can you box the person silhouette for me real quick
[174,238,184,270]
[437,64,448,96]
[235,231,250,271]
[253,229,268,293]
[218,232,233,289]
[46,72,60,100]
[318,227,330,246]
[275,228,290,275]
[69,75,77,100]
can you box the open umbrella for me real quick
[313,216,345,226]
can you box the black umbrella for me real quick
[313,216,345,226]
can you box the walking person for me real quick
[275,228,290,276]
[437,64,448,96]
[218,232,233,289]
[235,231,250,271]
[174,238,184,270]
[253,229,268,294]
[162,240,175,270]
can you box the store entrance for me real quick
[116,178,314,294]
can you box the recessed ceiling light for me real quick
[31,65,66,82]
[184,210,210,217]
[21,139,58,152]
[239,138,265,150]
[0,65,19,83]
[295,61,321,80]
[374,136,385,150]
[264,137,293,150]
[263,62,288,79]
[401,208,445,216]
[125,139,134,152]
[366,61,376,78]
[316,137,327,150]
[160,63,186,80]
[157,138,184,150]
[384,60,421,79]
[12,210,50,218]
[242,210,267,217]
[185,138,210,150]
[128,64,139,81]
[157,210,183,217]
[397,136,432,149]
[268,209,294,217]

=====

Directions for this task =>
The full set of entries above has to be restated exactly.

Response =>
can you box the person silhouette for me real quick
[174,238,184,270]
[437,64,448,96]
[235,231,250,271]
[253,229,268,293]
[218,232,233,289]
[46,72,60,100]
[318,227,330,246]
[275,228,290,275]
[69,75,77,100]
can you box the open umbrella for me real quick
[313,216,345,226]
can you box the black umbrella for me real quick
[313,216,345,226]
can you box the walking person for me real quick
[275,228,290,276]
[437,64,448,96]
[218,232,233,289]
[235,231,250,271]
[174,238,184,270]
[253,229,268,294]
[162,240,175,270]
can you box the store entrance for me real quick
[116,178,314,294]
can you box the recessed ceiling light for me real quick
[31,65,66,82]
[184,210,210,217]
[21,139,58,152]
[239,138,265,150]
[0,65,19,83]
[295,61,321,80]
[374,136,385,150]
[264,137,293,150]
[263,62,288,79]
[401,208,445,216]
[125,139,134,152]
[366,61,376,78]
[316,137,327,150]
[160,63,186,80]
[157,138,184,150]
[384,60,421,79]
[12,210,50,218]
[242,210,267,217]
[185,138,210,150]
[128,64,139,81]
[157,210,183,217]
[397,136,432,149]
[268,209,294,217]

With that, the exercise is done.